Exercise directions: Reproduce the records below in their entirety, exactly as shown.

Records shown:
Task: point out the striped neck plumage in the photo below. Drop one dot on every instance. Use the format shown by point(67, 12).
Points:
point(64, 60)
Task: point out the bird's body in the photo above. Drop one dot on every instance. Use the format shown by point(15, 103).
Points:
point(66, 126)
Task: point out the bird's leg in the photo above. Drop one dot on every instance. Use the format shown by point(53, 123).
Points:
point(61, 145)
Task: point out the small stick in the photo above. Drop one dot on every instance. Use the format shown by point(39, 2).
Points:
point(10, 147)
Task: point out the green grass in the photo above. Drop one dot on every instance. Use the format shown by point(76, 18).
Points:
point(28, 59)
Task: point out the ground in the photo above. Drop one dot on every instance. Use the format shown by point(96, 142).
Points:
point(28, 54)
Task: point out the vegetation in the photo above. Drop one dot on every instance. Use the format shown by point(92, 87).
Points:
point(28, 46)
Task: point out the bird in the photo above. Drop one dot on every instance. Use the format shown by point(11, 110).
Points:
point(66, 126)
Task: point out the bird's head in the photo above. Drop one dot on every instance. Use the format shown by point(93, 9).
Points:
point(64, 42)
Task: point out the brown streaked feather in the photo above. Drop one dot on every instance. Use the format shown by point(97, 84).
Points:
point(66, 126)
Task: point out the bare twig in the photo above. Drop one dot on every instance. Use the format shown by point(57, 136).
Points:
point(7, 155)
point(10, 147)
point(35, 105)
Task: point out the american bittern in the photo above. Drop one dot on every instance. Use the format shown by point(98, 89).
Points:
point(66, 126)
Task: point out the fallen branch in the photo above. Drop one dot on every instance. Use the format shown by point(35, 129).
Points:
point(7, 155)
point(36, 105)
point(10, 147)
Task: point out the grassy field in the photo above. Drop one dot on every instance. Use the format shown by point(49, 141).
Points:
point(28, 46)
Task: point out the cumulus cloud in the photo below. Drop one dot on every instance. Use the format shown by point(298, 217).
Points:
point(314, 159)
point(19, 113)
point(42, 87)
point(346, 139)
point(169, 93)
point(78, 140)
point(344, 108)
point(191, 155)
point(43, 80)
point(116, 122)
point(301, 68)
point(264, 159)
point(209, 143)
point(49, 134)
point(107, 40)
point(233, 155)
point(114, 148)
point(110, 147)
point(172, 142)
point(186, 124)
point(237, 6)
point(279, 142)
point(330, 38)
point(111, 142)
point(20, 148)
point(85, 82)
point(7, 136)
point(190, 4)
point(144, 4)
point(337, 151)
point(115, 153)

Result for this exercise:
Task: point out the striped neck plumage in the photo below. Drop one dot on every instance. Use the format shown by point(67, 12).
Points:
point(64, 60)
Task: point out the bird's body in the photo above. Drop one dot on every instance. Use the format shown by point(15, 103).
Points:
point(66, 126)
Task: point out the bird's leg in the photo above. Drop one dot on every instance. Use the format shown by point(53, 123).
Points:
point(61, 145)
Task: point out the small stick in the photo above. Drop one dot on every instance. Use the format shown by point(39, 2).
Points:
point(10, 147)
Task: point out the green grass in the photo above. Drop one dot on every instance. Use the format shown by point(76, 18).
Points:
point(28, 59)
Task: point out the ground in the photo above. Drop one dot on every instance. Use the format shown by point(96, 142).
Points:
point(28, 54)
Task: point out the vegetation in the photo above. Drop one dot on every instance. Use the format shown by point(92, 87).
Points:
point(28, 46)
Task: point out the bird in the photo above. Drop one dot on every instance. Use the format shown by point(11, 110).
Points:
point(66, 126)
Task: point out the bird's head in the photo above. Drop one dot on every instance. Use the format shown by point(93, 9).
Points:
point(64, 42)
Task: point out the brown streaked feather in the photo above. Drop one dot on every instance. Use the format shown by point(97, 84).
Points:
point(66, 126)
Task: point out the bare twig in the photo above. Drop one dot on every instance. Use the format shown by point(57, 136).
Points:
point(7, 155)
point(10, 147)
point(35, 105)
Task: point out the american bittern in the photo above. Drop one dot on every instance. Use the format shown by point(98, 89).
Points:
point(66, 126)
Task: point out the fallen branch in the photo above. Drop one dot on every instance. Use the format shown by point(35, 129).
Points:
point(7, 155)
point(36, 105)
point(10, 147)
Task: point out the grassy field in the photo above. Drop one dot on every instance. Use the format shown by point(49, 141).
Points:
point(28, 46)
Task: point out the cumulus cloud in the photo below. Drop one dot on every instance. Use the format shown by point(298, 217).
Points:
point(314, 159)
point(19, 113)
point(42, 87)
point(346, 139)
point(169, 93)
point(78, 140)
point(344, 108)
point(191, 155)
point(43, 80)
point(116, 122)
point(301, 68)
point(264, 159)
point(209, 143)
point(49, 134)
point(107, 40)
point(233, 155)
point(114, 148)
point(110, 147)
point(172, 142)
point(186, 124)
point(237, 6)
point(279, 142)
point(330, 38)
point(111, 142)
point(20, 148)
point(85, 82)
point(7, 136)
point(190, 4)
point(144, 4)
point(337, 151)
point(115, 153)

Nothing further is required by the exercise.